start THE DATA

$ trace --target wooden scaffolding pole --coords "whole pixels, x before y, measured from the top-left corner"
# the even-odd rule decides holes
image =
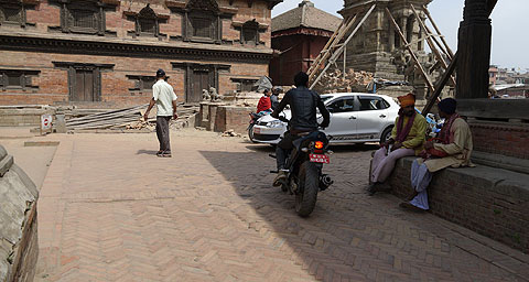
[[[336,52],[331,56],[331,58],[328,59],[328,63],[326,64],[325,68],[320,73],[317,78],[312,83],[310,89],[314,88],[314,86],[317,84],[317,82],[320,82],[320,79],[322,79],[323,75],[325,74],[325,72],[327,72],[327,69],[331,67],[331,65],[333,65],[333,64],[336,65],[336,59],[343,54],[343,52],[347,47],[347,44],[349,43],[349,41],[355,36],[355,34],[358,32],[358,30],[360,30],[361,25],[364,24],[364,22],[366,22],[367,18],[369,18],[373,10],[375,10],[376,6],[377,4],[371,6],[369,11],[367,11],[367,13],[364,15],[364,18],[358,23],[358,25],[356,25],[355,30],[349,34],[347,40],[343,44],[341,44],[339,48],[336,50]]]
[[[322,65],[326,64],[327,59],[332,56],[333,51],[338,46],[338,43],[355,23],[356,18],[357,15],[355,14],[355,17],[349,17],[342,22],[341,29],[336,30],[331,40],[327,41],[327,44],[325,45],[323,51],[320,53],[320,55],[317,55],[316,59],[309,68],[309,79],[312,79],[314,75],[316,75],[317,69],[320,69]],[[346,23],[344,24],[344,22]]]
[[[419,13],[417,12],[415,10],[415,7],[413,7],[413,4],[410,4],[411,6],[411,10],[413,11],[413,13],[415,14],[415,18],[418,19],[419,21],[419,25],[421,26],[421,29],[424,31],[424,33],[427,34],[427,43],[428,45],[430,46],[430,48],[432,50],[433,54],[435,55],[435,57],[438,58],[438,61],[441,63],[441,66],[446,69],[449,68],[449,66],[446,65],[446,62],[444,61],[444,57],[441,55],[441,53],[439,52],[439,50],[435,47],[435,45],[433,44],[433,41],[432,41],[432,37],[429,36],[431,35],[431,33],[429,32],[427,25],[424,24],[424,22],[422,21],[421,17],[419,17]],[[450,76],[450,79],[452,80],[452,83],[455,85],[455,78],[453,76]]]
[[[432,80],[430,79],[430,76],[428,76],[428,74],[424,70],[424,68],[422,67],[421,63],[419,63],[419,58],[417,57],[415,53],[413,53],[413,50],[411,48],[411,46],[408,44],[408,41],[406,40],[404,34],[400,30],[399,24],[397,24],[397,21],[395,21],[395,18],[393,18],[393,15],[391,14],[391,12],[389,11],[388,8],[386,8],[386,13],[388,14],[390,22],[393,24],[395,30],[397,31],[400,39],[402,40],[406,48],[408,50],[408,52],[410,52],[411,58],[413,59],[417,67],[421,72],[422,76],[424,77],[424,80],[427,82],[428,89],[430,90],[430,93],[433,94],[435,91],[435,89],[433,88],[433,84],[432,84]]]
[[[430,22],[432,23],[432,26],[433,29],[435,29],[435,32],[438,34],[441,34],[441,31],[439,30],[438,25],[435,24],[435,22],[433,21],[433,17],[430,14],[430,11],[427,9],[425,6],[422,7],[422,10],[424,11],[424,13],[427,14],[428,19],[430,20]],[[449,43],[446,43],[446,40],[444,39],[444,36],[441,36],[441,41],[443,42],[444,44],[444,47],[446,48],[447,51],[447,55],[450,57],[450,59],[453,59],[454,58],[454,53],[452,52],[452,50],[450,48],[449,46]],[[438,42],[439,44],[439,42]],[[440,44],[439,44],[440,45]]]

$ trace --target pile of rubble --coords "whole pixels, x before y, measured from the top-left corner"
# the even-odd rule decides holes
[[[373,73],[355,72],[353,68],[349,68],[344,75],[342,69],[336,68],[326,72],[314,86],[314,90],[320,94],[366,91],[373,79]]]

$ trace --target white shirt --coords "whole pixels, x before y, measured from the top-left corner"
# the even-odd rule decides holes
[[[152,98],[156,101],[159,117],[173,116],[173,101],[176,100],[173,87],[160,79],[152,86]]]

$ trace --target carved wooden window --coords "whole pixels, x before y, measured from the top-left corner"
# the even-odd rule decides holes
[[[256,87],[253,85],[257,83],[258,79],[249,79],[249,78],[231,78],[231,82],[237,84],[237,91],[246,93],[252,91]]]
[[[105,12],[115,10],[119,1],[105,0],[48,0],[61,7],[61,25],[48,26],[50,31],[116,35],[106,30]]]
[[[25,24],[24,7],[18,1],[0,1],[0,25]]]
[[[134,82],[134,87],[129,88],[130,91],[152,91],[152,86],[156,83],[155,76],[127,75]]]
[[[140,33],[149,33],[154,35],[156,33],[156,20],[154,19],[138,19]]]
[[[97,30],[97,15],[94,10],[72,9],[69,10],[72,17],[72,26],[87,29],[90,31]]]
[[[104,35],[105,29],[105,10],[97,1],[67,1],[62,3],[62,32]]]
[[[130,12],[126,13],[127,19],[134,21],[134,31],[129,31],[128,34],[131,36],[154,36],[161,39],[163,34],[160,33],[160,23],[166,22],[168,18],[156,14],[150,7],[147,4],[140,12]]]
[[[2,22],[19,23],[22,20],[21,7],[2,7]]]
[[[31,84],[31,77],[39,75],[39,70],[0,69],[0,87],[6,90],[37,88]]]
[[[212,19],[192,18],[191,25],[193,28],[194,37],[214,39],[214,25]]]
[[[256,20],[242,24],[240,30],[240,42],[242,44],[259,44],[259,23]]]
[[[55,67],[68,72],[71,101],[100,101],[101,73],[114,68],[114,64],[86,64],[52,62]]]

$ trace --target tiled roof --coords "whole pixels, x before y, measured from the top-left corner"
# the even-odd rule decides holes
[[[272,19],[272,32],[295,28],[312,28],[334,32],[342,19],[322,11],[309,0],[303,0],[298,8]]]

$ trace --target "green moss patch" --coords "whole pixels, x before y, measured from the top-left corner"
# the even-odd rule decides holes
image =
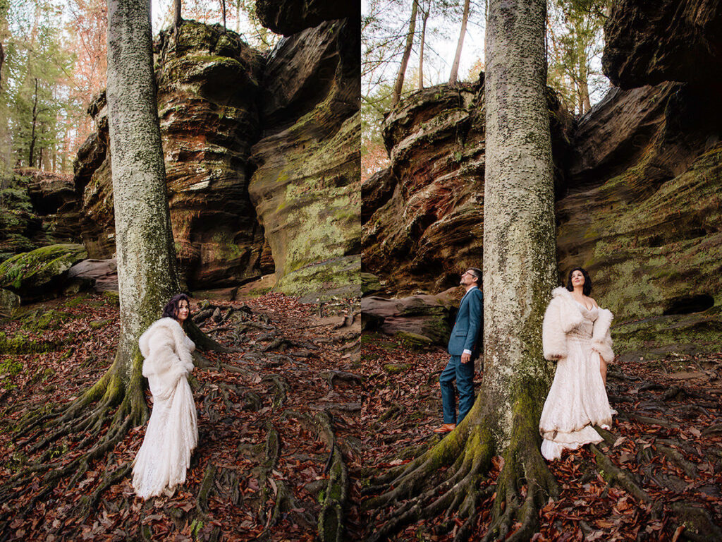
[[[31,339],[22,334],[7,337],[0,333],[0,355],[45,353],[57,350],[60,345],[54,341]]]
[[[0,264],[0,288],[23,292],[47,287],[74,264],[87,257],[82,245],[59,244],[23,252]]]
[[[411,369],[409,364],[384,364],[383,370],[389,374],[399,374],[405,373]]]

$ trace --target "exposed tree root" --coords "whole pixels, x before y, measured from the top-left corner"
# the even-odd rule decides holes
[[[273,383],[274,388],[274,408],[279,408],[286,402],[286,393],[288,391],[288,382],[283,377],[276,374],[267,374],[263,377],[261,382],[270,382]]]
[[[270,496],[270,483],[269,478],[272,476],[272,471],[276,468],[278,463],[279,455],[281,451],[281,441],[278,431],[271,424],[271,422],[266,423],[267,433],[266,434],[266,457],[261,465],[262,469],[261,476],[261,500],[258,503],[258,520],[260,522],[266,525],[268,529],[270,522],[268,515],[266,513],[266,503]],[[276,518],[277,520],[277,518]]]

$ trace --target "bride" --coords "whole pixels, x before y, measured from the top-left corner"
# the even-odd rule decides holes
[[[143,376],[153,395],[153,410],[143,444],[133,461],[133,488],[142,499],[173,495],[186,481],[191,453],[198,444],[196,405],[186,375],[193,371],[195,348],[183,330],[188,296],[174,296],[163,317],[141,335]]]
[[[605,383],[606,364],[614,359],[612,312],[589,297],[591,280],[575,267],[567,287],[555,288],[544,314],[544,358],[557,361],[554,382],[539,420],[542,454],[559,459],[565,448],[576,449],[602,441],[593,425],[609,427],[612,415]]]

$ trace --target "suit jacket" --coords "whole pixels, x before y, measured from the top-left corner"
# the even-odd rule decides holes
[[[472,288],[461,298],[449,338],[448,353],[451,356],[461,356],[464,350],[470,350],[471,359],[478,358],[483,322],[484,295],[478,288]]]

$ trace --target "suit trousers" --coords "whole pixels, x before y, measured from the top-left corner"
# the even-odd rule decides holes
[[[454,387],[453,381],[456,381]],[[439,377],[444,423],[461,423],[474,405],[474,361],[461,363],[461,356],[452,356]],[[458,390],[458,417],[456,416]]]

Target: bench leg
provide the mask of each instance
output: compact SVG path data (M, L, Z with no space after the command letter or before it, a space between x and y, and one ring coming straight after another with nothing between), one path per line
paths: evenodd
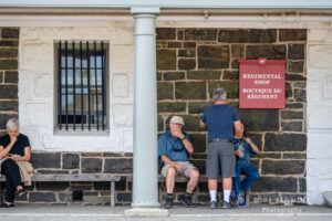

end THE DATA

_GIVEN INSTRUCTION_
Count the lines in the data above that contain the string "wooden", treating uppercase and lowercase as different. Reply with only the number.

_RESULT OF THIS EXERCISE_
2